— start of Record extracts —
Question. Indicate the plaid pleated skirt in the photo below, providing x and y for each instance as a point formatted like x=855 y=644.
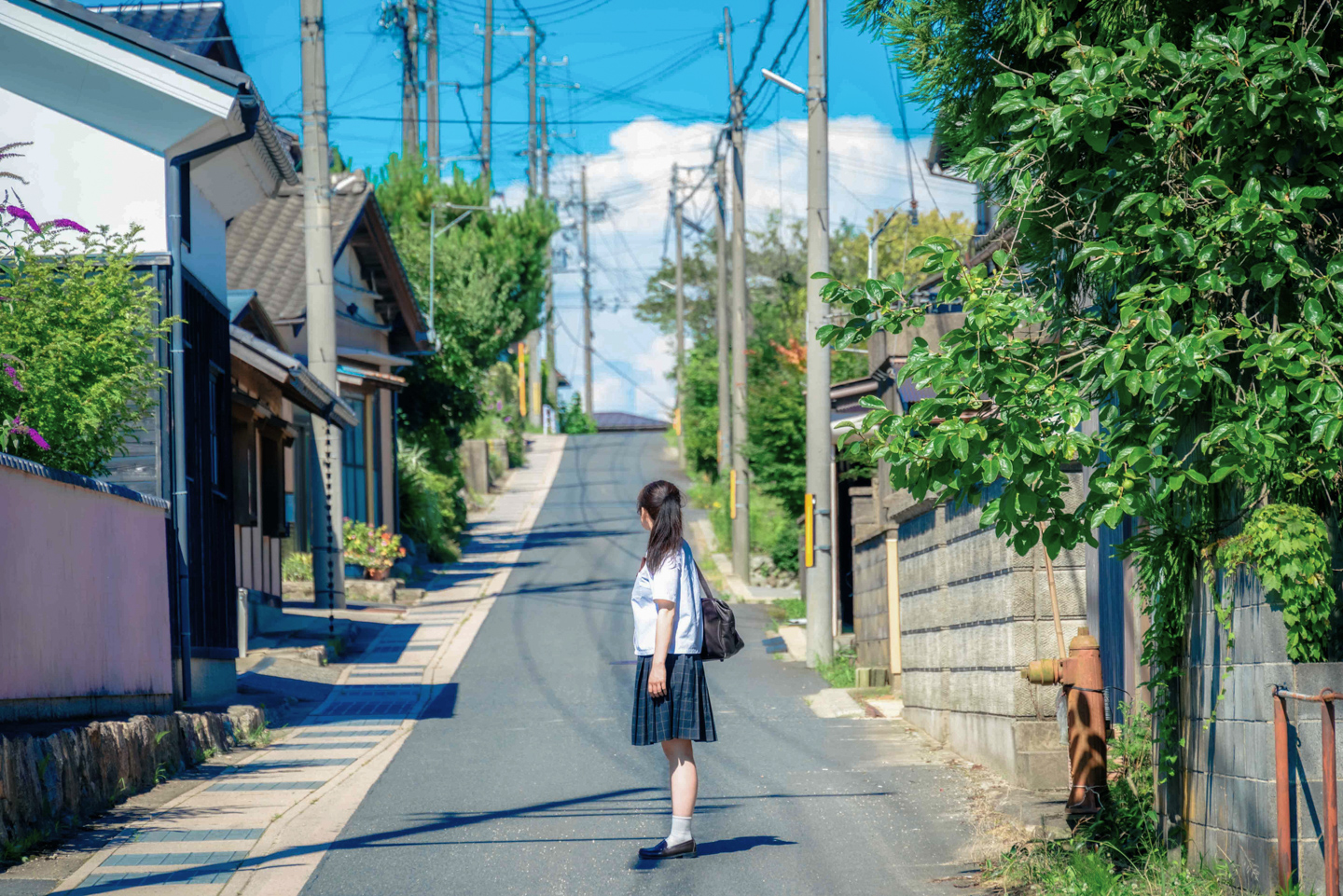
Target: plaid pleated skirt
x=685 y=710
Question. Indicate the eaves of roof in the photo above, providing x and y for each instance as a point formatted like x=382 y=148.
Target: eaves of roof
x=292 y=375
x=199 y=67
x=141 y=40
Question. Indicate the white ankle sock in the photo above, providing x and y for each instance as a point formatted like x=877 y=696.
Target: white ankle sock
x=680 y=831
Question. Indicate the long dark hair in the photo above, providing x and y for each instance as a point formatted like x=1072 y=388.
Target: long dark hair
x=662 y=502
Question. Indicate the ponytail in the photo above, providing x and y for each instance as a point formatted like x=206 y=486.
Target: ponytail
x=662 y=503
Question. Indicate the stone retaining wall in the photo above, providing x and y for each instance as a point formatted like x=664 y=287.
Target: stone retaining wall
x=79 y=771
x=1225 y=794
x=973 y=613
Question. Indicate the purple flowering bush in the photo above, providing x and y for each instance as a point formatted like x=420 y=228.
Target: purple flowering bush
x=78 y=329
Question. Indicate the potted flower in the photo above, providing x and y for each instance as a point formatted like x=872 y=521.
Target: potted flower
x=374 y=549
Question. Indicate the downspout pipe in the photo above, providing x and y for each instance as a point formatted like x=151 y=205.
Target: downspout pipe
x=179 y=235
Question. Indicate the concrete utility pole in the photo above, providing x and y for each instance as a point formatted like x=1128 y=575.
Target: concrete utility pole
x=431 y=136
x=485 y=96
x=741 y=521
x=532 y=176
x=820 y=581
x=552 y=387
x=533 y=378
x=680 y=313
x=409 y=79
x=328 y=539
x=588 y=310
x=720 y=189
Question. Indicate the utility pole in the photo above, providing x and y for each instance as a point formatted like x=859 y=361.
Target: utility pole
x=720 y=189
x=409 y=79
x=820 y=448
x=431 y=136
x=552 y=386
x=588 y=310
x=328 y=539
x=680 y=316
x=485 y=97
x=739 y=473
x=532 y=176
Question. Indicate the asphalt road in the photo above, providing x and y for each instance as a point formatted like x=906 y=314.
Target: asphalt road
x=522 y=779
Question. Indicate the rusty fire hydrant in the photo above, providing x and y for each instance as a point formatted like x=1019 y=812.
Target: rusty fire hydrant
x=1084 y=689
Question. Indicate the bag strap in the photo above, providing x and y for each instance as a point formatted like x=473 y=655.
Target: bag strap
x=704 y=584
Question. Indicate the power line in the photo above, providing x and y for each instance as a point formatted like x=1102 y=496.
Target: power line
x=778 y=57
x=614 y=368
x=755 y=50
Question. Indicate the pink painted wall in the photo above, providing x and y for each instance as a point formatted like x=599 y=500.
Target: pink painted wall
x=84 y=591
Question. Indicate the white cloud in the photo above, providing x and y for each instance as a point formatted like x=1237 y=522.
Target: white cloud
x=869 y=168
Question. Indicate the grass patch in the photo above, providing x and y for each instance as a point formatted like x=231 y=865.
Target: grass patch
x=774 y=532
x=1123 y=850
x=784 y=609
x=1086 y=868
x=838 y=672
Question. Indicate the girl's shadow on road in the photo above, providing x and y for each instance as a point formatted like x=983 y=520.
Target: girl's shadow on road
x=722 y=848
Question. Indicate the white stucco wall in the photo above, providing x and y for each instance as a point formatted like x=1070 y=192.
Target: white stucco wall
x=207 y=258
x=84 y=173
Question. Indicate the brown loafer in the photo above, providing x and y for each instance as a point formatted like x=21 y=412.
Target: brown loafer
x=662 y=850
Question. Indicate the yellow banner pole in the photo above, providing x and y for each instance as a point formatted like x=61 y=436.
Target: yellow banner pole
x=809 y=527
— end of Record extracts —
> _Written exercise_:
Put every line of the records above into a numbered list, skipping blank lines. Leave the pictures out of the answer.

> _In response_:
1. Question. Indicate the plaid pleated skirt in the photo below, providing x and y for each instance as a point formatted like x=855 y=644.
2. Target: plaid pleated skirt
3. x=685 y=710
4. Question. Indicate the eaves of roof in the photo above, providing x and y for each instance as a point formatted like x=382 y=148.
5. Target: eaves of roof
6. x=292 y=375
7. x=199 y=67
8. x=141 y=40
9. Question. Indicate the white ankle sock in the photo above, providing x and y for each instance as a point formatted like x=877 y=696.
10. Target: white ankle sock
11. x=680 y=831
12. Question. Indicate the long dark hair in the photo above, providing x and y for each instance as a point formatted like x=1072 y=388.
13. Target: long dark hair
14. x=662 y=502
15. Question. Indicate the ponytail in the photo above, providing x and y for each instance as a point formatted like x=206 y=486.
16. Target: ponytail
17. x=662 y=503
18. Question. Indicate the stone retaining wall in the photo above, providing x and y for each instance as a point formatted like x=664 y=287.
19. Target: stone retaining wall
20. x=79 y=771
21. x=1225 y=794
22. x=973 y=613
23. Question. Indicate the purple flowering bush in the photo above, providing x and y for each instance as a point formatted like x=420 y=228.
24. Target: purple flowering bush
25. x=78 y=329
26. Question. Indicate the potted flower in the photo above, providing x and y for each instance as a point formatted like x=872 y=521.
27. Target: potted flower
28. x=374 y=549
29. Question. Indicate the downspout pipe in the photo above, providing x and y for each instance as a point formatted like x=151 y=205.
30. Target: downspout pipe
31. x=179 y=235
32. Question. Indicate the concrete utility pole in the photo above, providing x and y for each instance as a point formatted like x=1128 y=575.
33. Target: concrete utility pole
34. x=431 y=136
35. x=485 y=96
36. x=741 y=521
37. x=532 y=176
38. x=820 y=581
39. x=552 y=387
40. x=533 y=378
41. x=680 y=313
42. x=409 y=79
43. x=328 y=539
44. x=588 y=310
45. x=720 y=189
46. Question. Indicate the utility pole in the photo above, providing x and y for each instance as a point formatted like x=859 y=361.
47. Target: utility pole
48. x=720 y=189
49. x=409 y=79
50. x=820 y=448
51. x=431 y=136
52. x=552 y=386
53. x=588 y=310
54. x=328 y=539
55. x=680 y=316
56. x=485 y=97
57. x=739 y=473
58. x=532 y=176
59. Question. Indicate the asphalt road in the photo above, providing x and y for each instance as a point formatted like x=906 y=314.
60. Target: asphalt road
61. x=522 y=779
62. Question. Indicate the rusty fire hydrant in the photo above, providing x and y for each instance as a point formatted like x=1019 y=812.
63. Target: rusty fire hydrant
64. x=1084 y=689
65. Question. Indicate the bag strap in the photo above, providing x and y for each instance as a point formatted like x=473 y=655.
66. Target: bag strap
67. x=704 y=584
68. Question. Indicate the power line in the photo above, providing x and y for each instance as a point formatted like x=1102 y=496.
69. Target: power line
70. x=778 y=57
71. x=614 y=368
72. x=755 y=50
73. Question. Indicate the pink painted wall in the photo above, providing x and y for each instance as a point formatted like x=599 y=500.
74. Target: pink painted wall
75. x=84 y=591
76. Question. Indicate the white cloud in the photo above, providing x and y for each instance as a point formatted like x=1237 y=522.
77. Target: white cloud
78. x=869 y=168
79. Question. Indicate the grass patch in the photo above, providing x and y for each instance as a point formatted like x=231 y=865.
80. Target: grass patch
81. x=774 y=532
82. x=1123 y=850
83. x=784 y=609
84. x=1086 y=868
85. x=838 y=672
86. Question. Indicate the girl's shadow on road in the photo above, providing x and y for each instance as a point formatted like x=983 y=520.
87. Target: girl's shadow on road
88. x=722 y=848
89. Question. Indicate the white stucco wall in the photo above, providing x and y for each instance as a point formatted like x=1070 y=192.
90. Target: white stucco wall
91. x=207 y=258
92. x=84 y=173
93. Question. Indicate the brown loafer in the photo above, providing x and y for each instance as a point formatted like x=21 y=412.
94. Target: brown loafer
95. x=662 y=850
96. Question. Indicate the yellow banner pole in the photo above, providing x and y for each instance as a point formatted like x=61 y=436.
97. Target: yellow banner pole
98. x=809 y=527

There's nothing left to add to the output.